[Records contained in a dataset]
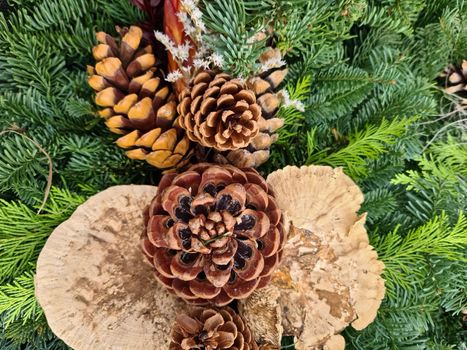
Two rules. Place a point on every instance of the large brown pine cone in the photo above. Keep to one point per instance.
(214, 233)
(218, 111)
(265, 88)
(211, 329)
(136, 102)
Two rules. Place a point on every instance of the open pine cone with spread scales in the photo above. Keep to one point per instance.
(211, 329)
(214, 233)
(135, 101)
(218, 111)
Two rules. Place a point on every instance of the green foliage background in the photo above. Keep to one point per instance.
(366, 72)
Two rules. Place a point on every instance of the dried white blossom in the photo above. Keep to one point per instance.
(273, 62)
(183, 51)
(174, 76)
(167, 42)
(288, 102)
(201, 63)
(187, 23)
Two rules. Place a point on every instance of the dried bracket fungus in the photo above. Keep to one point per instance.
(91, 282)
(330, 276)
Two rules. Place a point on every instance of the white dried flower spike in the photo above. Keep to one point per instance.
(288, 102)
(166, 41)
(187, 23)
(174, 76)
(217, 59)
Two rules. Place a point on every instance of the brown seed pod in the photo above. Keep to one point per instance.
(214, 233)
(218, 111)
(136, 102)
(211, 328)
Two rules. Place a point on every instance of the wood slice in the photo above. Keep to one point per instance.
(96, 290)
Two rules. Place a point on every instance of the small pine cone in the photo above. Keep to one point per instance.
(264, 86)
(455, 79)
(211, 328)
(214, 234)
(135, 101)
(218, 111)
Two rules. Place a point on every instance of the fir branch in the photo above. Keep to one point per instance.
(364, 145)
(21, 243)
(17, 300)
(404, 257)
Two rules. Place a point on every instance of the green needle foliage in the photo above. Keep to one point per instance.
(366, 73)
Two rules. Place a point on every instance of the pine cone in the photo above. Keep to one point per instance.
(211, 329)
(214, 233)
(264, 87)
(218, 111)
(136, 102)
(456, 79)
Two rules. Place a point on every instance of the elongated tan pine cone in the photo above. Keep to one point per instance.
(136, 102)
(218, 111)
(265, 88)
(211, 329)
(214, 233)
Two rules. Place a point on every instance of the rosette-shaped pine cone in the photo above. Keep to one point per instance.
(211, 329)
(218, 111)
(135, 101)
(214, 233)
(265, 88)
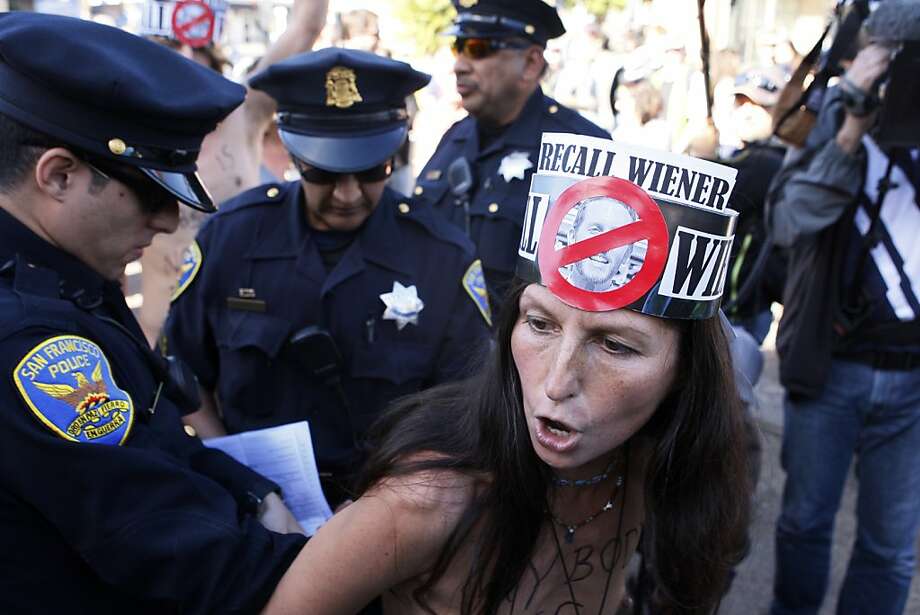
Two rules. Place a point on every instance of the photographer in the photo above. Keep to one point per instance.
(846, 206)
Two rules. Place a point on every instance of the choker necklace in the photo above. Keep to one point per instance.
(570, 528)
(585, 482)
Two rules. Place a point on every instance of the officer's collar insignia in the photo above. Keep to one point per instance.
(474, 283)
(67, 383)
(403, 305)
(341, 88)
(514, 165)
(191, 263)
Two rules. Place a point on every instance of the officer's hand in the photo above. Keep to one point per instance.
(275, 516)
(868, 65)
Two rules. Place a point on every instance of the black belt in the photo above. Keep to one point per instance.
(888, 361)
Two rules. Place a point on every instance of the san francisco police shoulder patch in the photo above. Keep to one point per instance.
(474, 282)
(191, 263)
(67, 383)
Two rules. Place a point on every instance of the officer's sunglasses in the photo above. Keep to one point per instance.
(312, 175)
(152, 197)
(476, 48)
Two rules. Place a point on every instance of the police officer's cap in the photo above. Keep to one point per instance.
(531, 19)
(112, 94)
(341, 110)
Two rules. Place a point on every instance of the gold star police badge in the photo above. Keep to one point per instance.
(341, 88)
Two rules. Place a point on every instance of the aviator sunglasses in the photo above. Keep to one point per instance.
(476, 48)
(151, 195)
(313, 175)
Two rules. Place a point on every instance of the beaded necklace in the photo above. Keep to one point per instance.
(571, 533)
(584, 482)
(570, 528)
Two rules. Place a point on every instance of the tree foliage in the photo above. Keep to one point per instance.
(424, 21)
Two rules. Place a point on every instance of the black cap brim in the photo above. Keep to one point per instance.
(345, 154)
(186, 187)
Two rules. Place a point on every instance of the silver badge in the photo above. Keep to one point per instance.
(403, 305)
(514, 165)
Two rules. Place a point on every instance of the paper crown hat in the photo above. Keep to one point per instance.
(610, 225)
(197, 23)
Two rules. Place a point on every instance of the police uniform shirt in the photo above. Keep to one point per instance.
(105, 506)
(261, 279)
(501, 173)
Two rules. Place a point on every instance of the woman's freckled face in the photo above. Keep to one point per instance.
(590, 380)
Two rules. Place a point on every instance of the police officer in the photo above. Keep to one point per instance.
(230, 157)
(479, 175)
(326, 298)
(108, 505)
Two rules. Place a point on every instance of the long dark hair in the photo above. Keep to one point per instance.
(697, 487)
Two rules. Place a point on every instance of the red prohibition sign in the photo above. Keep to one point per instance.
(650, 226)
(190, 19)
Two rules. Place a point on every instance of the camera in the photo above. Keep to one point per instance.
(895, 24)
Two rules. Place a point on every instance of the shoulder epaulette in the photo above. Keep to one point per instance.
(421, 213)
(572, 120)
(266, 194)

What this task involves: Give the entries above again word for word, without the pictures.

Output of the task:
Two rules. Place a point on every instance of the large brown pine cone in the photo above. Keep to one point per instance.
(214, 233)
(218, 111)
(265, 88)
(211, 329)
(136, 102)
Two rules. Place a point on every instance of the open pine cone with spread scales in the photo above. Keep to one point per instance.
(211, 329)
(214, 233)
(135, 101)
(218, 111)
Two rules. Place a point on every instance of the green foliage background in the photo above. Keep to one point per instance.
(366, 72)
Two rules. Place a point on every instance of the dried white blossom in the photo above. Keep to one point per instance.
(273, 62)
(183, 51)
(174, 76)
(167, 42)
(288, 102)
(201, 63)
(187, 23)
Two rules. Place a point on every instance of the dried bracket fungus in the photo above. Keep to one point per instance.
(91, 282)
(330, 276)
Two rules. Place a point on every instance of the white dried flower spike in the photo above. Keep to one point per instance.
(288, 102)
(166, 41)
(187, 23)
(174, 76)
(217, 59)
Two rules. Place a point on every instance of the brown seed pod in the photo above. Keep to one point per instance.
(214, 233)
(218, 111)
(136, 102)
(211, 328)
Two rules. Place a point on every instance of the wood slice in the photo above. Keep to one point per instance.
(96, 290)
Two rules. Place a point on every instance of the small pine cone in the photo above. Keep to one point per instance.
(264, 86)
(455, 79)
(211, 328)
(214, 234)
(135, 101)
(218, 111)
Two rules. Place a point on every instance of the fir branch in the photo above. Keep to one point per instance.
(364, 145)
(21, 243)
(17, 300)
(404, 257)
Two rules. Place a point on every instance of the green needle foliage in the photo above. Keep to one point per instance.
(366, 73)
Two rules. Place a point on every instance of the pine cone in the photo above. Keep to one point per instance.
(211, 329)
(214, 233)
(264, 87)
(218, 111)
(136, 102)
(456, 79)
Two rules. Place a point on every instance of the elongated tan pine cone in the photo above. Keep to one point per instance.
(136, 102)
(218, 111)
(265, 88)
(211, 329)
(214, 233)
Two rules. Place a point on every instance of the rosette-shaped pine cone in the photo above. Keep to one point per instance.
(211, 329)
(218, 111)
(135, 101)
(214, 233)
(265, 88)
Two rules. Place a point on every instance of the photographer in the photo above. Keep to one point per instance.
(846, 206)
Two rules. Place a point on every instance of the choker necklace in the photo above. Keep to one point per instance.
(570, 528)
(585, 482)
Two rules. Place a point on every instance of the officer's collar insignia in the photo above. Keep to one point per instance.
(474, 283)
(67, 383)
(403, 305)
(341, 88)
(514, 165)
(191, 263)
Two rules. Place a point on every instance of the officer's hand in the photo above. Keep to one point per instance.
(275, 516)
(868, 65)
Two rules. Place a point on every instance of the black belt in the photo above. Keep to one point per instance.
(888, 361)
Two rules. Place a point on every instance of the san francisco police shoulder patch in the photo above. Keep to one point per instance.
(474, 282)
(191, 263)
(67, 383)
Two rules. Place a point on every instance of the officer's sunglasses in the photo above. Keep to one point per instance.
(312, 175)
(152, 197)
(476, 48)
Two rules. Place a point on every instance of the police officer's cap in the photo above. Keep to one point per instance.
(531, 19)
(112, 94)
(341, 110)
Two rules. Place a point on every instance of the gold star police badge in the photo above. Keep to one point per instance.
(341, 88)
Two rules. Place a point on every instance of the aviator sunglasses in the photo above. Keep to one point per instance.
(476, 48)
(151, 195)
(313, 175)
Two rules. Place a point on every instance of the beaded necklace in the photo above. Keep to one point per instance.
(571, 533)
(584, 482)
(570, 528)
Two rules. Place a point on every instance of the tree foliage in the photo above. Keep to one point per instance.
(424, 21)
Two rules. Place a point on every instance of the black cap brim in the photo above. Keep to one point per instance.
(345, 154)
(186, 187)
Two rules. Place a point on every instance of the silver badge in the photo above. Keep to one point per instance.
(403, 305)
(514, 165)
Two rules. Place a point on every instance of the paper crown hat in the photo above. Keep to one point per instance.
(610, 225)
(197, 23)
Two rules. Place a point on every instance of the police uniform shirt in the photo above. Keep to one point per instance.
(105, 506)
(261, 279)
(501, 173)
Two rules. Place a point on every instance of the woman's freckled face in the photo above. Keep to one point per instance.
(590, 380)
Two rules. Place a point on every instance of the police officer in the photo above. Keep to one point per instance.
(230, 157)
(479, 175)
(326, 298)
(108, 505)
Two rules. Place a point on every instance of the long dark hair in the photo above. Keep to one point per instance.
(697, 487)
Two rules. Place a point on every instance of the red prohibition sign in the photo above. Keep to one point per instance.
(650, 226)
(190, 19)
Two rules. Place a point on every instance of the camera in the photo above. Keep to one point per instance.
(895, 24)
Two rules. Place a point on every instance of the shoulder epaulette in the photo above. Keep to one point per instance.
(421, 213)
(572, 120)
(266, 194)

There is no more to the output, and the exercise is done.